(Records of labeled boxes)
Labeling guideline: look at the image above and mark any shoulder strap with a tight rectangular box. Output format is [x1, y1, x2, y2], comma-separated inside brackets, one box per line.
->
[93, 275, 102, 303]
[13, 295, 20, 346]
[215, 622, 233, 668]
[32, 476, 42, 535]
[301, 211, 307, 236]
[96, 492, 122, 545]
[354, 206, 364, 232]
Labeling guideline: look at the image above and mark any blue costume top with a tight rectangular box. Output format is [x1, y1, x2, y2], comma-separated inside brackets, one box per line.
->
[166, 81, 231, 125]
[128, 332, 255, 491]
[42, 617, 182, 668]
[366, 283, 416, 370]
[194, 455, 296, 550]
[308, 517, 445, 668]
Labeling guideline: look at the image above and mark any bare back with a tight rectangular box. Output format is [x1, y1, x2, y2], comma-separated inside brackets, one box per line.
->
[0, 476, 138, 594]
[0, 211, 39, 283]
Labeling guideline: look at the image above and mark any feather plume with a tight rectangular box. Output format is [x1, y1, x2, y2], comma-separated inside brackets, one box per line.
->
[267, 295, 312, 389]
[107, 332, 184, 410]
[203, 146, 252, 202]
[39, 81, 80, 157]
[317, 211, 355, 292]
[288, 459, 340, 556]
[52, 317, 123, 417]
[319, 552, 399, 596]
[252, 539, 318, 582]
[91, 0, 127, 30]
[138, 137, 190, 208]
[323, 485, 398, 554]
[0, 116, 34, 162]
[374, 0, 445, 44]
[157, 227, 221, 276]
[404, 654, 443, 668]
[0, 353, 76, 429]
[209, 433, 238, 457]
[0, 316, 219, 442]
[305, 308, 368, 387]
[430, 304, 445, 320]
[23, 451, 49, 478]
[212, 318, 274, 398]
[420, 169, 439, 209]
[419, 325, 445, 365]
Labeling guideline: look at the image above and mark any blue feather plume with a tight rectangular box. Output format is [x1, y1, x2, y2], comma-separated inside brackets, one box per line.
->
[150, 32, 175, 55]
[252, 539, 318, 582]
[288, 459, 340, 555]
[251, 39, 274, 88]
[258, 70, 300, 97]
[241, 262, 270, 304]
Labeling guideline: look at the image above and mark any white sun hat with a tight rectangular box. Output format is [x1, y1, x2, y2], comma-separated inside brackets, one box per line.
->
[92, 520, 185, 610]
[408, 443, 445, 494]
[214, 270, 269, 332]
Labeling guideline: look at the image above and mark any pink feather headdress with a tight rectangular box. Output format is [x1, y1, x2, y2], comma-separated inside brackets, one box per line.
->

Task requirements
Lay out every line of the material as a Markdown table with two columns, Row and Line. Number each row and leave out any blank lines.

Answer to the problem
| Row | Line |
|---|---|
| 1 | Labeling guideline: look at the image above and mark any shoulder strap with a tight rectangular box. Output format is [x1, y1, x2, y2], comma-separated inside brackets, one box per line. |
| 2 | -> |
| 3 | [93, 275, 102, 303] |
| 4 | [13, 295, 20, 346] |
| 5 | [215, 622, 233, 668] |
| 6 | [32, 476, 42, 535] |
| 7 | [301, 211, 307, 236] |
| 8 | [96, 492, 122, 545] |
| 9 | [354, 206, 364, 232] |
| 10 | Labeling guideline: look at the image above and mark any blue costume top with a tight rectangular box. Output format is [x1, y1, x2, y2], comma-separated inside brackets, one box per line. |
| 11 | -> |
| 12 | [166, 81, 231, 125] |
| 13 | [128, 332, 255, 491] |
| 14 | [42, 617, 182, 668] |
| 15 | [366, 283, 416, 370] |
| 16 | [194, 455, 296, 550] |
| 17 | [308, 517, 445, 668] |
| 18 | Labeling guideline: look at the image above and mark any bare back with a tight rectangular box. Output format is [x1, y1, x2, y2], comma-separated inside brackets, one box per line. |
| 19 | -> |
| 20 | [0, 476, 138, 594] |
| 21 | [0, 211, 39, 283] |
| 22 | Labeling guideline: look at the image above and mark any feather plume with a tight rectangular box. Output format is [x1, y1, x2, y2], comma-separated inside brackets, one box per line. |
| 23 | -> |
| 24 | [267, 295, 312, 389] |
| 25 | [107, 332, 184, 410] |
| 26 | [203, 146, 252, 202] |
| 27 | [39, 81, 80, 157] |
| 28 | [317, 211, 355, 292] |
| 29 | [288, 459, 340, 556] |
| 30 | [52, 317, 123, 417] |
| 31 | [319, 552, 399, 596] |
| 32 | [252, 539, 318, 582] |
| 33 | [91, 0, 127, 30] |
| 34 | [138, 137, 190, 208] |
| 35 | [323, 485, 398, 554] |
| 36 | [0, 116, 34, 162] |
| 37 | [374, 0, 445, 44] |
| 38 | [157, 227, 221, 276] |
| 39 | [404, 654, 443, 668] |
| 40 | [0, 353, 76, 429] |
| 41 | [209, 433, 238, 457] |
| 42 | [0, 316, 219, 442] |
| 43 | [305, 308, 368, 387] |
| 44 | [430, 304, 445, 320] |
| 45 | [23, 451, 49, 478] |
| 46 | [212, 318, 274, 398] |
| 47 | [420, 169, 439, 209] |
| 48 | [419, 325, 445, 365] |
| 49 | Labeling guideline: look at the image above and mark any blue feather plume with a tight rectangular box. Output format is [x1, y1, x2, y2], comma-separated inside brackets, one box per line. |
| 50 | -> |
| 51 | [150, 32, 175, 55] |
| 52 | [252, 539, 318, 582] |
| 53 | [288, 459, 340, 555] |
| 54 | [251, 39, 274, 88] |
| 55 | [258, 70, 300, 97] |
| 56 | [241, 262, 270, 304] |
| 57 | Labeling guideline: look at the image above and mark any white sun hat with a tight rectangular box. Output format is [x1, y1, x2, y2], comma-separated inside brackets, one box per line. |
| 58 | -> |
| 59 | [92, 520, 185, 610] |
| 60 | [408, 443, 445, 494] |
| 61 | [214, 270, 269, 332] |
| 62 | Labeling guideline: look at the image above and mark any pink feather headdress with a tight rectangular box. Output format is [x1, y1, x2, y2], comma-separated inside brackets, one box per line. |
| 63 | -> |